**Instrucciones y requisitos:**
Transcribe sin ningún cambio las líneas de todas las entradas que siguen.

**Filas de entrada:**
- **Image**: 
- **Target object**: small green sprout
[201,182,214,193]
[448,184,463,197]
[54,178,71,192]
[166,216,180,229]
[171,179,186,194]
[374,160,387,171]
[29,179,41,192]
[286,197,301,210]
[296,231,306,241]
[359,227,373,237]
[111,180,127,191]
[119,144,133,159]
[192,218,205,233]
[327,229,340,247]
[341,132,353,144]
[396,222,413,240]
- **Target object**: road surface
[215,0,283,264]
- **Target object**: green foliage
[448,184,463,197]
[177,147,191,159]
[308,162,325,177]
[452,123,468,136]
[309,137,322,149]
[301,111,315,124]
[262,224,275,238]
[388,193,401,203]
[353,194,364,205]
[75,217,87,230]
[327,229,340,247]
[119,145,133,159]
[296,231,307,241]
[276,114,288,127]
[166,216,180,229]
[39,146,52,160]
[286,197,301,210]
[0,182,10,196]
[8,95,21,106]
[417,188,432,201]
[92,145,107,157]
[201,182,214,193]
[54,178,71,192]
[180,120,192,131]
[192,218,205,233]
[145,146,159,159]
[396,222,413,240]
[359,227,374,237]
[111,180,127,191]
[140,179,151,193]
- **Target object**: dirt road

**Resultado a continuación:**
- **Image**: 
- **Target object**: small green sprout
[201,182,214,193]
[448,184,463,197]
[54,178,71,192]
[166,216,180,229]
[171,179,186,194]
[374,160,387,171]
[29,179,41,192]
[286,197,301,210]
[296,231,306,241]
[359,227,373,237]
[111,180,127,191]
[119,144,133,159]
[192,218,205,233]
[327,229,340,247]
[341,132,353,144]
[396,222,413,240]
- **Target object**: road surface
[215,0,283,264]
- **Target object**: green foliage
[448,184,463,197]
[177,147,191,159]
[308,162,325,177]
[452,123,468,136]
[309,137,322,149]
[301,111,315,124]
[262,224,275,238]
[388,193,401,203]
[353,194,364,205]
[75,217,87,230]
[327,229,340,247]
[119,145,133,159]
[296,231,307,241]
[276,114,288,127]
[166,216,180,229]
[39,146,52,160]
[286,197,301,210]
[0,182,10,196]
[8,95,21,106]
[417,188,432,201]
[92,145,107,157]
[201,182,214,193]
[54,178,71,192]
[180,120,192,131]
[192,218,205,233]
[145,146,159,159]
[396,222,413,240]
[359,227,374,237]
[111,180,127,191]
[140,179,151,193]
- **Target object**: dirt road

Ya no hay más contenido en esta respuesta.